Supplied information ::
-- -- --

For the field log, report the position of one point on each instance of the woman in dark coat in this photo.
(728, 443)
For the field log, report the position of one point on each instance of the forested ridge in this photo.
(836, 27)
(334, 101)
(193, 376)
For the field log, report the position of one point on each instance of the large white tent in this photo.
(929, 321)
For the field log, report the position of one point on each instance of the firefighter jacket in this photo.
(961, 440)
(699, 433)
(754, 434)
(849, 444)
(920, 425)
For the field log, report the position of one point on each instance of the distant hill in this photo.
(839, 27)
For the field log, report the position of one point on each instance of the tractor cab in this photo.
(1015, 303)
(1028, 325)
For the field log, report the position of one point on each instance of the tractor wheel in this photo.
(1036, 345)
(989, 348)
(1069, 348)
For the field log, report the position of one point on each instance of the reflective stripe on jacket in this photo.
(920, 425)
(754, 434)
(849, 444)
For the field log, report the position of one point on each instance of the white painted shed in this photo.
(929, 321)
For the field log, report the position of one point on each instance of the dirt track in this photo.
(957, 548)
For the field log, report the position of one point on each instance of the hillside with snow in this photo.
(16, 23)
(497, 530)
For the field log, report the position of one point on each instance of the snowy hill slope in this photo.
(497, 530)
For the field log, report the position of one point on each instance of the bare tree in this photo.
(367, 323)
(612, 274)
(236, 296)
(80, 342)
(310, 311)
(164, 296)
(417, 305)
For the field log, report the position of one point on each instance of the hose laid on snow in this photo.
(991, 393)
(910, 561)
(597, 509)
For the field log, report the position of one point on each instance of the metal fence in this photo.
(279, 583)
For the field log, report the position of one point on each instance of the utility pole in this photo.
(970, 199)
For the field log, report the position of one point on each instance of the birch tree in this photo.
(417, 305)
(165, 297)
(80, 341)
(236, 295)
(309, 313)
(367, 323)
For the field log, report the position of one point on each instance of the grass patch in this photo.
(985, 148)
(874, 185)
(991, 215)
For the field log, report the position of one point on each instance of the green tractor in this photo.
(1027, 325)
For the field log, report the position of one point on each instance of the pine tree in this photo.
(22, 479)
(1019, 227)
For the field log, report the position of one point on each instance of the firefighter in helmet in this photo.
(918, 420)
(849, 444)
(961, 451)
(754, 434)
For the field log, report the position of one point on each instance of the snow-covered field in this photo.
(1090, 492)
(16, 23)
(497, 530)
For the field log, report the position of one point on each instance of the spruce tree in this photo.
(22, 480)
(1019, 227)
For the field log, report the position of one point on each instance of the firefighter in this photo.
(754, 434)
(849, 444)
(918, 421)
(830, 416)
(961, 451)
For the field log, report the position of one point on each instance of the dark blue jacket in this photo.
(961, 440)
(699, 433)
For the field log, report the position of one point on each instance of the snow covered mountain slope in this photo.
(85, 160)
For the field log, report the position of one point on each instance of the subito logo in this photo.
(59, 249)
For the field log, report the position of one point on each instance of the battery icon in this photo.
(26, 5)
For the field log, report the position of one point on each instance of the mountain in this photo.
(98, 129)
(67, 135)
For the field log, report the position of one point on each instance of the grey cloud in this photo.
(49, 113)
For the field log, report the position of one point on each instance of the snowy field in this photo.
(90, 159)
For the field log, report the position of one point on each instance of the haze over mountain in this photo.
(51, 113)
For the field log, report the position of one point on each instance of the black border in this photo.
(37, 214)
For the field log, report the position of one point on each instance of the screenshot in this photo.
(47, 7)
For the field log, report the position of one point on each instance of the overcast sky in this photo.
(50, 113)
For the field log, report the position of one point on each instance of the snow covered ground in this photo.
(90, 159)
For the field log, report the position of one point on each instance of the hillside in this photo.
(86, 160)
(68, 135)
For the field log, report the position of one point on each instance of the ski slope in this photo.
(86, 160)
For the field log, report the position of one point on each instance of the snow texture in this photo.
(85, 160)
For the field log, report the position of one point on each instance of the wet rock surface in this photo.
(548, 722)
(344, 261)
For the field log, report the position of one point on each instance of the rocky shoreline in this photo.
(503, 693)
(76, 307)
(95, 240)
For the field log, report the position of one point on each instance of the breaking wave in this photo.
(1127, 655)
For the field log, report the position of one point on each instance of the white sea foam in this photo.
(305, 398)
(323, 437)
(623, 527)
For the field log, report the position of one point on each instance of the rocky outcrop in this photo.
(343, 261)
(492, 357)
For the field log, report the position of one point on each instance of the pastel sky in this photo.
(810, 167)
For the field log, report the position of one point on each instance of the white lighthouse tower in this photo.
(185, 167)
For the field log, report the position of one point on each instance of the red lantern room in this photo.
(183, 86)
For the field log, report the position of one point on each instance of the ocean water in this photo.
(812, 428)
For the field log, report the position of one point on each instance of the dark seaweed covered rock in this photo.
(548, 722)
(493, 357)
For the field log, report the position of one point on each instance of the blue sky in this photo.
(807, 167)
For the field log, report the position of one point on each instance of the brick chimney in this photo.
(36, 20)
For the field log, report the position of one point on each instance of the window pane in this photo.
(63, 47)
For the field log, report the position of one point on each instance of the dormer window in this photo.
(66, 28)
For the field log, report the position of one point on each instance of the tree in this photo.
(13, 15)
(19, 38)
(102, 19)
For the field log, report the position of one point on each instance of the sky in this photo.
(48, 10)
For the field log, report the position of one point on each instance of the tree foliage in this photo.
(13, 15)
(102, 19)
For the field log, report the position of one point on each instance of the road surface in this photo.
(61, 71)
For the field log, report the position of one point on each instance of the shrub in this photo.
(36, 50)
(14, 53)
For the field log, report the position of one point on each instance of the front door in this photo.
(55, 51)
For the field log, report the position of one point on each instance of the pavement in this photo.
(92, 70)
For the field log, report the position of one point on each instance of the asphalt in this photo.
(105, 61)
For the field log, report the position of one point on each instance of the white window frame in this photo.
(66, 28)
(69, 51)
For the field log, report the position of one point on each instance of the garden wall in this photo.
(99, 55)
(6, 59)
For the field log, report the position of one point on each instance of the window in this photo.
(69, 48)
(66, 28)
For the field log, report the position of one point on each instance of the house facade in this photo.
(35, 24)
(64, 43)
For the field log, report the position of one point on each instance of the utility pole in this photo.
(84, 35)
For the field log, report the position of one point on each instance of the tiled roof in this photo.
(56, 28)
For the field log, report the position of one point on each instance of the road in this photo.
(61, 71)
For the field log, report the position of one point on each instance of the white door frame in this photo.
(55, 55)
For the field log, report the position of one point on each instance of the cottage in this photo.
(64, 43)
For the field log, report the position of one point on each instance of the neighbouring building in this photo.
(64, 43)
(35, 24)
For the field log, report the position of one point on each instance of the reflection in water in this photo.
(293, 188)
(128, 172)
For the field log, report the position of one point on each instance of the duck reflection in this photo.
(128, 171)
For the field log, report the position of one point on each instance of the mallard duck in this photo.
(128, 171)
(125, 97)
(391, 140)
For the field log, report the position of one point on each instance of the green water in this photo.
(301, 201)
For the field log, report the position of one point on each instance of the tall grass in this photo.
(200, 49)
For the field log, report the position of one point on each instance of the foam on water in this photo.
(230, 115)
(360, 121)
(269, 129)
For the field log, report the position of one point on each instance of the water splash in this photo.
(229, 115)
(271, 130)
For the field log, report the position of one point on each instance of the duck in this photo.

-- -- --

Exercise instructions :: Reproduce the material in full, keeping every line exactly as given.

Task output ::
For the field log, report the position of one point on each instance of the woman in dark coat in this photo.
(728, 443)
For the field log, report the position of one point on each instance of the forested ridge in this photo.
(836, 27)
(334, 101)
(193, 376)
For the field log, report the position of one point on each instance of the large white tent in this photo.
(929, 321)
For the field log, report the position of one point on each instance of the firefighter jacket in this photo.
(961, 440)
(699, 433)
(754, 434)
(849, 444)
(920, 425)
For the field log, report the position of one point on each instance of the distant hill in this photo.
(839, 27)
For the field log, report the position of one point on each instance of the tractor cab in this photo.
(1015, 303)
(1028, 325)
For the field log, report the position of one point on each instance of the tractor wheel in this photo.
(1036, 345)
(989, 348)
(1069, 348)
For the field log, report the position of one point on each instance of the reflective stripe on jacket in this photo.
(920, 425)
(754, 434)
(849, 444)
For the field log, report the position of one point on each instance of the white painted shed in this photo.
(929, 321)
For the field log, report the position of one point on each instance of the dirt track in this photo.
(957, 548)
For the field log, report the position of one point on each instance of the hillside with snow in this photo.
(16, 23)
(497, 530)
For the field log, report the position of one point on each instance of the snowy hill slope in this photo.
(497, 530)
For the field log, report the position of one point on each instance of the bare tree in this photo.
(367, 323)
(612, 274)
(236, 296)
(80, 342)
(310, 311)
(164, 296)
(417, 305)
For the field log, report the position of one point on each instance of the hose laid on snow in this photo.
(991, 393)
(910, 561)
(597, 509)
For the field log, report the position of one point on each instance of the metal fence in this photo.
(279, 583)
For the field log, report the position of one point on each instance of the utility pole in this photo.
(970, 199)
For the field log, report the position of one point on each instance of the birch tree in this photo.
(417, 305)
(165, 297)
(80, 341)
(236, 295)
(309, 313)
(367, 323)
For the field log, report the position of one point on each instance of the grass patch in this photo.
(985, 148)
(874, 185)
(991, 215)
For the field log, report the position of one point on each instance of the green tractor in this photo.
(1027, 325)
For the field log, report the position of one point on each instance of the pine tree in this photo.
(22, 479)
(1019, 227)
For the field log, report the position of one point on each instance of the firefighter in helmet in this photo.
(918, 420)
(849, 444)
(961, 451)
(754, 434)
For the field log, report the position of one point on each instance of the snow-covered field in this photo.
(1090, 492)
(16, 23)
(497, 530)
For the field log, report the position of one point on each instance of the spruce tree in this photo.
(22, 480)
(1019, 227)
For the field log, report the position of one point on each instance of the firefighter in this photo.
(754, 434)
(849, 444)
(918, 421)
(830, 416)
(961, 451)
For the field log, report the position of one point on each instance of the dark blue jacket in this photo.
(961, 440)
(699, 433)
For the field log, report the position of one point on each instance of the snow covered mountain slope in this photo.
(85, 160)
For the field log, report the position of one point on each instance of the subito logo in this photo.
(59, 249)
For the field log, report the position of one point on each instance of the battery icon in this photo.
(26, 5)
For the field log, report the position of one point on each instance of the mountain in this photo.
(98, 129)
(67, 135)
For the field log, report the position of one point on each instance of the grey cloud in this photo.
(49, 113)
For the field log, report the position of one point on each instance of the snowy field in this photo.
(90, 159)
For the field log, report the position of one point on each instance of the haze over mountain in this photo.
(51, 113)
For the field log, report the position of one point on each instance of the black border in this photo.
(37, 214)
For the field log, report the position of one point on each instance of the screenshot in this photo.
(47, 7)
For the field log, report the position of one point on each instance of the overcast sky in this photo.
(50, 113)
For the field log, report the position of one point on each instance of the snow covered ground in this photo.
(90, 159)
For the field log, report the position of one point on each instance of the hillside in this photo.
(86, 160)
(68, 135)
For the field log, report the position of one point on each instance of the ski slope in this photo.
(86, 160)
For the field log, report the position of one point on each instance of the snow texture in this photo.
(85, 160)
For the field log, report the position of one point on each instance of the wet rock surface in this photo.
(548, 722)
(344, 261)
For the field log, report the position of one point on each instance of the rocky shoreline in this photo.
(503, 693)
(76, 307)
(95, 240)
For the field log, report the position of one point on each instance of the breaking wave in this photo.
(1127, 655)
For the field log, report the position of one point on each instance of the white sea foam in this photo.
(305, 398)
(323, 437)
(623, 527)
For the field log, report the position of one point on each instance of the rocky outcrop in this photo.
(343, 261)
(492, 357)
For the field log, report the position of one point on each instance of the pastel sky in this photo.
(810, 167)
For the field log, report the position of one point on each instance of the white lighthouse tower in this photo.
(185, 167)
For the field log, report the position of one point on each instance of the red lantern room in this photo.
(183, 86)
For the field log, report the position of one point on each instance of the ocean water in this photo.
(812, 428)
For the field log, report the position of one point on each instance of the dark seaweed covered rock in this photo.
(548, 722)
(493, 357)
For the field log, report the position of one point on each instance of the blue sky in this photo.
(807, 167)
For the field log, report the position of one point on each instance of the brick chimney in this photo.
(36, 20)
For the field log, report the position of one point on each instance of the window pane in this photo.
(63, 47)
For the field log, report the position of one point on each instance of the dormer window in this photo.
(66, 28)
For the field log, report the position of one point on each instance of the tree in this photo.
(13, 15)
(19, 38)
(102, 19)
For the field log, report the position of one point on each instance of the sky in this photo.
(48, 10)
For the field log, report the position of one point on each instance of the tree foliage in this photo.
(13, 15)
(102, 19)
For the field log, report the position of one point on each instance of the road surface in this photo.
(61, 71)
For the field log, report the position of one point on each instance of the shrub in this photo.
(36, 50)
(14, 53)
For the field log, report the position of one point on each instance of the front door in this photo.
(55, 51)
For the field log, report the position of one point on each instance of the pavement in this photo.
(92, 70)
For the field log, report the position of one point on each instance of the asphalt in this photo.
(105, 61)
For the field log, report the position of one point on each instance of the white window frame in this photo.
(66, 28)
(69, 51)
For the field log, report the position of one point on each instance of the garden wall in this photo.
(99, 55)
(6, 59)
For the field log, report the position of one point on each instance of the window in this photo.
(69, 48)
(66, 28)
For the field log, report the position of one point on each instance of the house facade in this photo.
(35, 24)
(64, 43)
For the field log, report the position of one point on each instance of the utility pole in this photo.
(84, 35)
For the field log, report the position of one point on each instance of the tiled roof in this photo.
(56, 28)
For the field log, report the position of one point on each instance of the road in this photo.
(61, 71)
For the field log, report the position of one point on each instance of the white door frame in this photo.
(55, 55)
For the field log, report the position of one point on each instance of the cottage in this photo.
(64, 43)
For the field log, report the position of one point on each instance of the neighbouring building in this photo.
(64, 43)
(35, 24)
For the field log, report the position of one point on each instance of the reflection in water in this photo.
(293, 188)
(128, 172)
For the field log, report the position of one point on each instance of the duck reflection in this photo.
(128, 171)
For the field log, report the position of one point on each instance of the mallard duck in this photo.
(128, 171)
(125, 97)
(391, 140)
For the field log, report the position of one point on each instance of the green water in this photo.
(301, 201)
For the field log, report the position of one point on each instance of the tall grass in this photo.
(200, 49)
For the field log, report the position of one point on each instance of the foam on water in this photo.
(230, 115)
(360, 121)
(269, 129)
For the field log, report the position of one point on each instance of the water splash in this photo.
(229, 115)
(271, 130)
For the field log, report the position of one point on each instance of the duck in this photo.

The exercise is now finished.